## The exercise
Copy each of the items below word for word, with nothing left out or changed.

======

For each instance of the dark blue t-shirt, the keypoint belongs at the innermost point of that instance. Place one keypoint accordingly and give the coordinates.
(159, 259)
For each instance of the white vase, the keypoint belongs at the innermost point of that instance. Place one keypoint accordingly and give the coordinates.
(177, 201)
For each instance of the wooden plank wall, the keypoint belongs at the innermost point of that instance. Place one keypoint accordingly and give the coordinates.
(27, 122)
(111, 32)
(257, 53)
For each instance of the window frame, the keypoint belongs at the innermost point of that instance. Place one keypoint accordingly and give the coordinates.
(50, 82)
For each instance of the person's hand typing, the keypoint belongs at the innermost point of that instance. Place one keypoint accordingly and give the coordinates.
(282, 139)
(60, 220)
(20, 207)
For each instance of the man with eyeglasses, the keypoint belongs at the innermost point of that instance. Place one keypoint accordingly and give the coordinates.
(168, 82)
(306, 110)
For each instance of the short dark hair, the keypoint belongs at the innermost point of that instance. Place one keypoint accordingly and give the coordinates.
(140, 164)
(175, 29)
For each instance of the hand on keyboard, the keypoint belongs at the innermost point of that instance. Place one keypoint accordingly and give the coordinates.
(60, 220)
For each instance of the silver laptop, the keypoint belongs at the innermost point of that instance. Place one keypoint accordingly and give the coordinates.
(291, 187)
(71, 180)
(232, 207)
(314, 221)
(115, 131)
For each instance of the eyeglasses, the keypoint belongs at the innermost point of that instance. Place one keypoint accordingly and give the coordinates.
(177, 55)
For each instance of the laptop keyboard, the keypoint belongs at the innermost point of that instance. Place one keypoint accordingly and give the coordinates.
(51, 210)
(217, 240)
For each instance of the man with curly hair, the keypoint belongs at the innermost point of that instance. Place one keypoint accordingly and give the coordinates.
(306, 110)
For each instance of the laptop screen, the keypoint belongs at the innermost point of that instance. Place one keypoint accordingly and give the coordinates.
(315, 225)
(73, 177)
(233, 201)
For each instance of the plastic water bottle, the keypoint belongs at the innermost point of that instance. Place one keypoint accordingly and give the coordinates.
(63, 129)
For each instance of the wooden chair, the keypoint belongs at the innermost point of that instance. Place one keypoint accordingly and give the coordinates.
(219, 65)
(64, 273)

======

## Result for this task
For each instance of the dark blue t-shirt, the keypoint belongs at the innermost point of that instance. Place one keypoint accordingly and give the coordinates.
(159, 259)
For each instance of the white vase, the keypoint belongs at the innermost point of that instance. Place one keypoint accordingly and give the coordinates.
(177, 201)
For each instance of the wooden plank wall, the keypoint belongs at the innermost point of that instance. Place one keypoint accordingly and give the coordinates.
(27, 122)
(111, 32)
(257, 53)
For each instance of the window frame, the keypoint belongs at the innermost point of that instance. Place one keypoint accordingly and give the coordinates.
(50, 82)
For each instance of the person's hand typing, the keypoint belongs at the innermost point of that instance. Place one keypoint accordingly and give the coordinates.
(282, 139)
(60, 220)
(20, 207)
For each instance of the man with eyeglasses, the keypoint belongs at the innermost point of that instance. Place one keypoint accordingly and give the coordinates.
(168, 82)
(306, 110)
For each instance of the short dark hair, the keypoint belongs at the innermost point of that instance. Place one keypoint accordingly and give the coordinates.
(140, 164)
(175, 29)
For each instance of the hand on keyboard, the keypoint belongs at the innermost point of that instance. Place one keypoint accordingly and give the coordinates.
(60, 220)
For each instance of the silver laptop, the keypoint belongs at the innermost point of that instance. Place one keypoint accordingly and give the coordinates.
(291, 187)
(71, 180)
(232, 207)
(314, 221)
(115, 131)
For each instance of the eyeglasses, the keypoint belongs at the innermost point of that instance. Place one keypoint accordingly and give the coordinates.
(177, 55)
For each instance of the laptop keyboard, the keypoint belongs at the innermost point of that instance. Place one keypoint accordingly and give the coordinates.
(51, 210)
(217, 240)
For each instance of the man with curly hair, the keypoint belongs at the innermost point of that instance. Place one keypoint accordingly and give the coordinates.
(306, 110)
For each instance of the laptop screen, the keypoint belongs at the innermost point of that instance. Place one keypoint accordingly and give the coordinates.
(315, 225)
(73, 177)
(233, 201)
For each instance of the plastic water bottle, the keypoint belongs at the innermost point of that instance. Place one keypoint accordingly and give the coordinates.
(63, 129)
For each instance of the wooden chair, the keypoint belongs at the innermost point of that instance. Place one keypoint accordingly and give the coordinates.
(219, 65)
(64, 273)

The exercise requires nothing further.